Labeled-object pointing entries:
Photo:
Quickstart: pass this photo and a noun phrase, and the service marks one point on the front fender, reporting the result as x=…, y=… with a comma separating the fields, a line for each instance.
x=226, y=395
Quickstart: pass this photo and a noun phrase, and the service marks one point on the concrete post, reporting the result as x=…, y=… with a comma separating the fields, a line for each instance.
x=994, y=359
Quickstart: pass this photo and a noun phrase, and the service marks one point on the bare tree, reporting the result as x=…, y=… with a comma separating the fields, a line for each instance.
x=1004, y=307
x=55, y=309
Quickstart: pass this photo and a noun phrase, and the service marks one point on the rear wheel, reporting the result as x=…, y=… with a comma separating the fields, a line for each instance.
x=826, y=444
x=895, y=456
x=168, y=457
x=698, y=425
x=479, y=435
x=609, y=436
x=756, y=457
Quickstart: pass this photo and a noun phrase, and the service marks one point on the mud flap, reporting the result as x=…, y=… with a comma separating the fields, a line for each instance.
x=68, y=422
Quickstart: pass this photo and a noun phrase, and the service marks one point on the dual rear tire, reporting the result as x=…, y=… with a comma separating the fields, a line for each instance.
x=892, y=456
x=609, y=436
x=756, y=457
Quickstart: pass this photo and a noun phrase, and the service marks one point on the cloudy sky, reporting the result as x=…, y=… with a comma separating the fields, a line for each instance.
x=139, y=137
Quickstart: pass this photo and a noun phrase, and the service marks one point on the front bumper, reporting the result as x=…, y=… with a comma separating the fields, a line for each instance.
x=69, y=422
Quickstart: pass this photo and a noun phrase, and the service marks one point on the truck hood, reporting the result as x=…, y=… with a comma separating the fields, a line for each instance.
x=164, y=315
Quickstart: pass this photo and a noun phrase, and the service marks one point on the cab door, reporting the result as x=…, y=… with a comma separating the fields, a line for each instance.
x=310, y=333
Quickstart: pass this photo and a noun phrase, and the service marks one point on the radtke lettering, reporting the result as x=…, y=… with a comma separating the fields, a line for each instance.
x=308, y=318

### REQUIREMENT
Rewrite the records above as a two-column CSV headed text and answer, with one row for each text and its answer. Put each value in a single quoted field, and replace every line break with a space.

### RESULT FOR THIS TASK
text,answer
"Photo: Quickstart: pass this photo and a noun phrase, and the service marks one point on the front fender, reporting the result as x=…, y=… with a comma separating the fields, a line for each instance.","x=226, y=395"
"Quickstart: pass this photo and a noun phrase, and the service marks one point on the concrete post, reporting the result as x=…, y=… with a comma separating the fields, a line for each instance.","x=994, y=359"
"Quickstart: pass this photo and a noun phrase, and the service marks one point on the bare tree, reporting the result as x=…, y=… with a comma separating the fields, a line for each instance.","x=1004, y=307 x=55, y=309"
"Quickstart: pass this photo and a noun phrase, and the service marks one point on the rear wheel, reporting the result as x=…, y=… with a comma separating the fields, a line for each instance.","x=826, y=444 x=895, y=456 x=168, y=457 x=698, y=425 x=479, y=435 x=609, y=436 x=756, y=457"
"Quickstart: pass this photo and a noun phrase, and the service marks one point on the mud flap, reporting the result as x=…, y=… with a comma separating the fields, a line for each instance.","x=68, y=422"
"Quickstart: pass this photo and a noun phrase, and the service marks one point on the dual rear tire, reporting the result as x=…, y=… with a comma separating the fields, a line for each instance.","x=892, y=456 x=609, y=436 x=756, y=457"
"Quickstart: pass this photo and a noun phrase, and the service marks one point on the cloudy sky, reporting the result as x=…, y=… with a comma separating the fields, a line for each instance.","x=139, y=137"
"Quickstart: pass this photo and a noun phrase, and the service marks one point on the front bumper, reporting the result as x=…, y=… with a comma separating the fields, a line for each instance.","x=69, y=422"
"Quickstart: pass this photo and a noun phrase, and the service marks one point on the truck hood, reporting the result as x=…, y=… with a comma separating the fields, a line for each instance.","x=164, y=315"
"Quickstart: pass this photo and a noun phrase, and the service marks one point on the cab door, reporting the result as x=…, y=… with a comma separating the fields, a line for each instance.","x=310, y=333"
"Quickstart: pass this photo and a noun phrase, and the service marks one point on the radtke lettering, reporting the result as x=…, y=… with a comma separating the fields, a line for each instance.","x=308, y=318"